DATA PROVIDED:
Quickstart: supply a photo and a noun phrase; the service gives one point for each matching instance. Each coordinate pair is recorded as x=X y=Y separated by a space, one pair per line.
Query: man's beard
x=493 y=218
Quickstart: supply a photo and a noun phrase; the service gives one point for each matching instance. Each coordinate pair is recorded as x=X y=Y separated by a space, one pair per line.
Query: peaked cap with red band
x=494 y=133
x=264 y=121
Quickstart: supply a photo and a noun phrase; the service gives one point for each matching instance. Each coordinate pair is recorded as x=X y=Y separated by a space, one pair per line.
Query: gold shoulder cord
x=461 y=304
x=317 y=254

SHORT TASK: Rewrite every row above as a Markdown table with two columns, "No." for the row number and "Row text" for the line itself, and omit any blank lines.

FULL ANSWER:
| No. | Row text |
|---|---|
| 1 | Quickstart: supply a photo and a noun phrase; the service gives one point for each matching instance. Each coordinate pair is recorded as x=X y=Y separated by a space, one pair per line. |
| 2 | Query: man's beard |
| 3 | x=493 y=218 |
| 4 | Quickstart: supply a photo and a noun phrase; the service gives one point for each matching instance. Each coordinate pair is recorded as x=X y=Y separated by a space, one pair per line. |
| 5 | Query: peaked cap with red band |
| 6 | x=494 y=133 |
| 7 | x=264 y=121 |
| 8 | Quickstart: supply a photo and a noun phrase; the service gives one point for each matching instance. Each coordinate pair is recorded as x=X y=Y separated by a space, one pair per line. |
| 9 | Query: gold shoulder cord |
| 10 | x=461 y=304 |
| 11 | x=317 y=254 |